Work item A:
In the report on OpenAI's chip financing, what is the answer to each question below?
(i) How much financing is OpenAI reportedly struggling to secure?
(ii) How many gigawatts of OpenAI-designed AI chips does the deployment project involve?
(iii) When was the partnership between OpenAI and Broadcom first announced?
Work item B:
Does each statement below agree with the report on OpenAI's chip financing? Answer yes or no, and quote the words from the report that decide it.
(i) The broader hardware expansion plan is valued at approximately $500 billion.
(ii) The financing issue affects a late stage of the accelerator deployment project.
(iii) Nvidia's chips currently dominate the global AI computing market.

:: Text block

OpenAI is reportedly struggling to secure nearly $18 billion in financing connected to its custom AI chip partnership with Broadcom, adding fresh uncertainty to the rapid expansion of the artificial intelligence sector.
According to reports published Thursday, the financing issue affects an early stage of OpenAI’s long-term accelerator deployment project, which involves building 10 gigawatts of OpenAI-designed AI chips. The initiative represents a major part of the company’s strategy to reduce its reliance on graphics processing units supplied by Nvidia.
OpenAI Pushes for Greater Chip Independence
The partnership between OpenAI and Broadcom was first announced in October 2025 as part of a broader hardware expansion plan valued at approximately $500 billion. The massive proposal includes spending across several infrastructure categories, including semiconductors, networking systems, energy resources, and data center construction.
At the center of the project is OpenAI’s ambition to develop its own custom AI accelerators capable of supporting large-scale model training and inference workloads. By creating proprietary hardware, the company hopes to lessen its dependence on Nvidia, whose chips currently dominate the global AI computing market.

::::
:: Dataset

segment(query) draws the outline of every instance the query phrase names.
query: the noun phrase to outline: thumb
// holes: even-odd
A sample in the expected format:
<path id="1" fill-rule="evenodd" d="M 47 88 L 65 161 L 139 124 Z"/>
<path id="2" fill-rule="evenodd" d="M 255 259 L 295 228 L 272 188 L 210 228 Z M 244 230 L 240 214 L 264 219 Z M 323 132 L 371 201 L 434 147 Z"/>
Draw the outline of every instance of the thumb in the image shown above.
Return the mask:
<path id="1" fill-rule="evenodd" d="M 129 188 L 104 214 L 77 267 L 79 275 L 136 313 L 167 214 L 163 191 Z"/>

::::
:: Dataset

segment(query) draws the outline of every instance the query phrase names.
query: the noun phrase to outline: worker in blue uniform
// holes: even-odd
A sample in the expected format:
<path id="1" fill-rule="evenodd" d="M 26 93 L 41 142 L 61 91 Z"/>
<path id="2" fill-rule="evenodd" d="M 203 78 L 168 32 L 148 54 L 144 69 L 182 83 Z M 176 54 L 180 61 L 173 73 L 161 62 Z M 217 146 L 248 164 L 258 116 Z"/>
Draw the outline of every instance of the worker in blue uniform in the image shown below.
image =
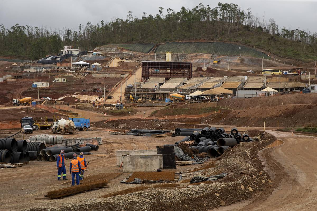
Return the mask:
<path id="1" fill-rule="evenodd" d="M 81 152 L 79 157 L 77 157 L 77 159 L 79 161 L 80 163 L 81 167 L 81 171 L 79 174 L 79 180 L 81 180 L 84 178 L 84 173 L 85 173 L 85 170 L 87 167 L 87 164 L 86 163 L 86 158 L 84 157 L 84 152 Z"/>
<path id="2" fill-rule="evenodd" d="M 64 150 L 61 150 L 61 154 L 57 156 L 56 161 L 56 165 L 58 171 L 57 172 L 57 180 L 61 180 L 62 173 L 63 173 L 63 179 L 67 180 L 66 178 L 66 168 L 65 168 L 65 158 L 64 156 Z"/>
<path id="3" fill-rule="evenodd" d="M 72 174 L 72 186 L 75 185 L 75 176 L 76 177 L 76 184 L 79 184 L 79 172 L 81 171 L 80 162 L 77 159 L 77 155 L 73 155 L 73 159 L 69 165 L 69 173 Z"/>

::::

Exercise answer A:
(i) Nearly $18 billion
(ii) 10 gigawatts
(iii) October 2025

Exercise answer B:
(i) Yes: "valued at approximately $500 billion"
(ii) No: "affects an early stage of OpenAI’s long-term accelerator deployment project"
(iii) Yes: "whose chips currently dominate the global AI computing market"